*** Material supplied Section Begins ***

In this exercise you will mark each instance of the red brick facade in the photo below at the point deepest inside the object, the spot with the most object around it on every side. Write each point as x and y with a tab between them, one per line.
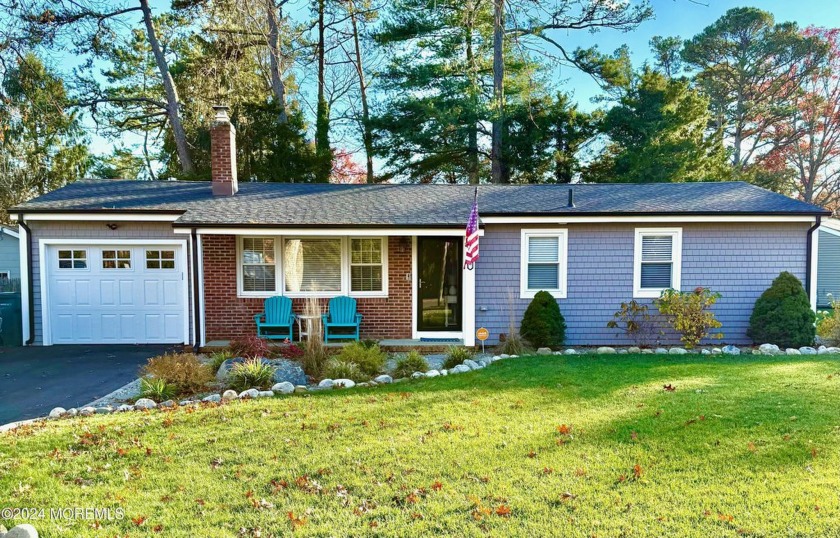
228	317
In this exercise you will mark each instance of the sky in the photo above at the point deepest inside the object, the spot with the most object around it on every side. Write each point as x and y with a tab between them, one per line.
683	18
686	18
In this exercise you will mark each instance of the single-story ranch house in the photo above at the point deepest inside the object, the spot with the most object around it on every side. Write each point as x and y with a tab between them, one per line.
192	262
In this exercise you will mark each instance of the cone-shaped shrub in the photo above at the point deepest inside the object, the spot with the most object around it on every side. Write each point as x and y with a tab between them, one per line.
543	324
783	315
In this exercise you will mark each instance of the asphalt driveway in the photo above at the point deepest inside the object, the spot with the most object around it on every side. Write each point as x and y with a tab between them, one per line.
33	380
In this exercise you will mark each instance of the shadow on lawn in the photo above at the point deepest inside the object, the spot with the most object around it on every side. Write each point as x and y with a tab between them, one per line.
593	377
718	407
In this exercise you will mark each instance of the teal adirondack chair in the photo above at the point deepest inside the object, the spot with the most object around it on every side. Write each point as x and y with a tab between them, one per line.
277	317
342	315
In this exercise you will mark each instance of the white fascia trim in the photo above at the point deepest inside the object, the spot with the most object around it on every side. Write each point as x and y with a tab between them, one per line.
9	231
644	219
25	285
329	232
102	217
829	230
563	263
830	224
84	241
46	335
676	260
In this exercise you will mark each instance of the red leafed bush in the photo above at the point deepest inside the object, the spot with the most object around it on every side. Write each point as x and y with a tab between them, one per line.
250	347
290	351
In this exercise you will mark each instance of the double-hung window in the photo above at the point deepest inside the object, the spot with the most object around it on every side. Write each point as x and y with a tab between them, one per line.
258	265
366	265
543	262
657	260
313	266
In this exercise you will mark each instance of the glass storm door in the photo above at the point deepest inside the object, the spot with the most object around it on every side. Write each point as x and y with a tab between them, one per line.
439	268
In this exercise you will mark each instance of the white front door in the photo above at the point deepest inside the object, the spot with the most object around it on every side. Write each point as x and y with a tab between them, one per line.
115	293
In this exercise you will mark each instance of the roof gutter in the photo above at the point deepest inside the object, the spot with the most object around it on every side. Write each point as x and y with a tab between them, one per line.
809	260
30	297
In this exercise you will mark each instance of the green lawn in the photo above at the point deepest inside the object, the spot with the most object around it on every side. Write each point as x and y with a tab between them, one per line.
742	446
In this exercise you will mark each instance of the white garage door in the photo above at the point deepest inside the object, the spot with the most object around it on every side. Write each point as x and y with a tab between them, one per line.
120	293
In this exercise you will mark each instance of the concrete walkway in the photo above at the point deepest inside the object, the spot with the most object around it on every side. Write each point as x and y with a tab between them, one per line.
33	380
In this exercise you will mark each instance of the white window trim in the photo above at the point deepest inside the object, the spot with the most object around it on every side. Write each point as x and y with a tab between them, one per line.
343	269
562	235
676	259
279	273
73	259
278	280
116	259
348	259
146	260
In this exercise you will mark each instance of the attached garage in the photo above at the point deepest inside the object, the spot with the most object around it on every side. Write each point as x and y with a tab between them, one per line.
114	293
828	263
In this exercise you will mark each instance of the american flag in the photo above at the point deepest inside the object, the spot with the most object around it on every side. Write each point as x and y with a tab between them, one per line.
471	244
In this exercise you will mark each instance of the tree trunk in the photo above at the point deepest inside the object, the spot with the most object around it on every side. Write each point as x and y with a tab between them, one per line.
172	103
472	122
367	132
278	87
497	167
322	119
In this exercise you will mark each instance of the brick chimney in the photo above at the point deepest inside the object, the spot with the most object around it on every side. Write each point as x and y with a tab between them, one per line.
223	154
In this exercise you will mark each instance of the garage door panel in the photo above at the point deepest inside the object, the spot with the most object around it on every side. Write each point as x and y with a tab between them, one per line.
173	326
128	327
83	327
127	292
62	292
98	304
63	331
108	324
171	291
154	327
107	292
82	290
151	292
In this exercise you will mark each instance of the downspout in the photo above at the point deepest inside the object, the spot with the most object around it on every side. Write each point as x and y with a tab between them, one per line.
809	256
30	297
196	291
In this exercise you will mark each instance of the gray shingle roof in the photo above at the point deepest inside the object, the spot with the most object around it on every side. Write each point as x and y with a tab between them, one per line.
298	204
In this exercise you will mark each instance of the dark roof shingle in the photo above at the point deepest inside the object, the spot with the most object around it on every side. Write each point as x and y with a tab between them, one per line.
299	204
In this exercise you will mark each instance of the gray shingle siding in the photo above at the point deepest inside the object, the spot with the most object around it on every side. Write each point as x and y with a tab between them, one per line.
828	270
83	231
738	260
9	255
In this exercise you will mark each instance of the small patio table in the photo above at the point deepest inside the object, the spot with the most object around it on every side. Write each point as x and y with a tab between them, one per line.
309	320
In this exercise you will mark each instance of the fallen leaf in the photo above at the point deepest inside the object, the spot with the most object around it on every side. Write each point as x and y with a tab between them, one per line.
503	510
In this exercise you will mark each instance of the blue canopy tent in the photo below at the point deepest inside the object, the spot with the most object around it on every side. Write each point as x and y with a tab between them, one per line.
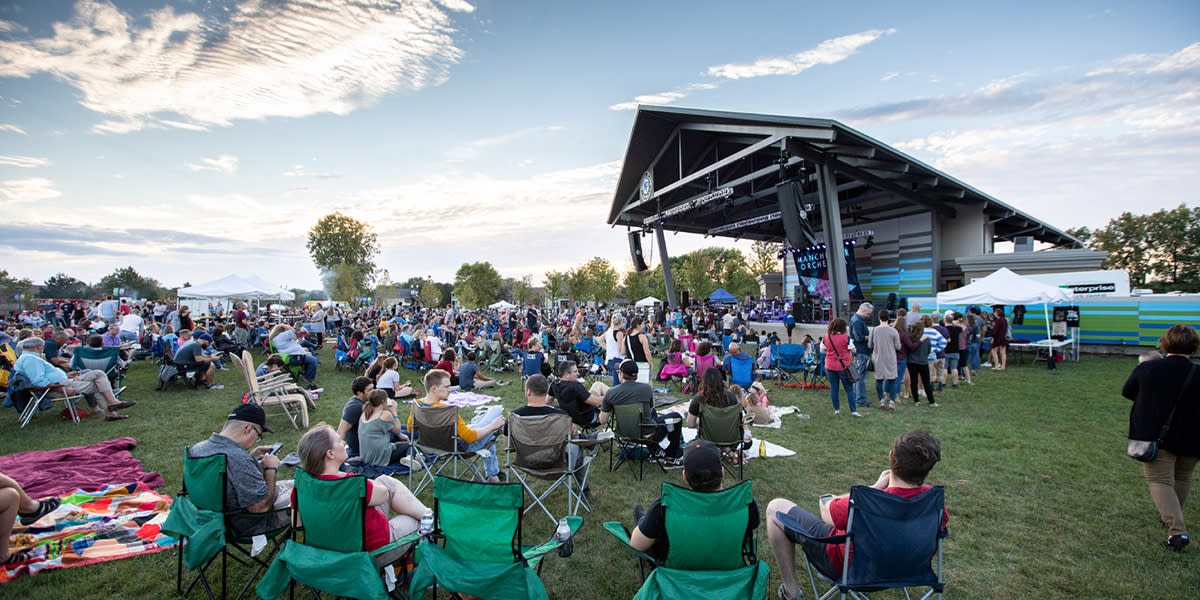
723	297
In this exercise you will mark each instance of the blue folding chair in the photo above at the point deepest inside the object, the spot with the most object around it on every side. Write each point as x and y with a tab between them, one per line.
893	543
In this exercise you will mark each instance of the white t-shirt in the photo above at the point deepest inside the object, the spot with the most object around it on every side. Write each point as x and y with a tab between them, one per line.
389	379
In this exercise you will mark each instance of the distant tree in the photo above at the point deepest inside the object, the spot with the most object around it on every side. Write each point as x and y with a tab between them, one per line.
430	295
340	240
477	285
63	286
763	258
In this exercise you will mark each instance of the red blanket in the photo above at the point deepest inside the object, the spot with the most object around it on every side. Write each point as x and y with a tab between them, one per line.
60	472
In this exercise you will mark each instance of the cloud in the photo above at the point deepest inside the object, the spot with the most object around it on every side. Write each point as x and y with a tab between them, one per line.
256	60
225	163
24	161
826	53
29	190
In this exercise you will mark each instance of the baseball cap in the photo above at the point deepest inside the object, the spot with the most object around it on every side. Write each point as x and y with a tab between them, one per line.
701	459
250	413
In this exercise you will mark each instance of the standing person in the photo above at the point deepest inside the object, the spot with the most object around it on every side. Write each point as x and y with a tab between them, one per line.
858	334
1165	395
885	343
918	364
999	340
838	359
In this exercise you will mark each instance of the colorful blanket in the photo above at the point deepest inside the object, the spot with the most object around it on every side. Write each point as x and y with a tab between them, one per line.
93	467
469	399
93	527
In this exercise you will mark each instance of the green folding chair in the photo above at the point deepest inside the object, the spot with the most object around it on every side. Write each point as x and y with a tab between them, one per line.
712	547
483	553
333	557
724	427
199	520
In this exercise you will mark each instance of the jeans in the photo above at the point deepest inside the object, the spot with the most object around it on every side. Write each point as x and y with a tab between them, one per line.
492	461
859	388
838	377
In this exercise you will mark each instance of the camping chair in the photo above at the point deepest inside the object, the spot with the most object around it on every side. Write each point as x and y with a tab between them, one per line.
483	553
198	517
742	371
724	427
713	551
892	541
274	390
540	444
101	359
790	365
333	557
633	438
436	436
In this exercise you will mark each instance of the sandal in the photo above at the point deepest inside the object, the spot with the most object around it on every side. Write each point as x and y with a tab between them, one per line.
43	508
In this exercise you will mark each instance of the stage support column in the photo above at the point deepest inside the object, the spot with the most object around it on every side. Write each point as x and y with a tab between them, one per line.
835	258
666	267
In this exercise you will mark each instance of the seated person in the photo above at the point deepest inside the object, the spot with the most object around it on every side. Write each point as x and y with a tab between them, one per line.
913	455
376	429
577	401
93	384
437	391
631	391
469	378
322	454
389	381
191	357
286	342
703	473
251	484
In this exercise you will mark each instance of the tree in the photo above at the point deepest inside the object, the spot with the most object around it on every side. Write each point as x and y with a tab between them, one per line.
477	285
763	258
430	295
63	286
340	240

*** Material supplied Section Ends ***

The problem
Restate exactly, and only, every line from the one that contains "In this exercise you will mark each instance of the seated" through the last line of the records.

Answer for the task
In this exercise you will mark each instance of the seated person in the photo above at the point deepest inside the object, the spot with the most object around it on every side. Write each point as x and y with a tab between them, one per line.
913	455
376	429
577	401
93	384
437	391
631	391
469	378
322	454
389	381
191	357
286	342
703	473
251	484
In this exercise you will mark each instance of the tree in the photo above at the point deepest inside the object, the spot with the most object around it on every side. Write each point as x and y with a tab between them, one per line.
477	285
763	258
430	295
63	286
340	240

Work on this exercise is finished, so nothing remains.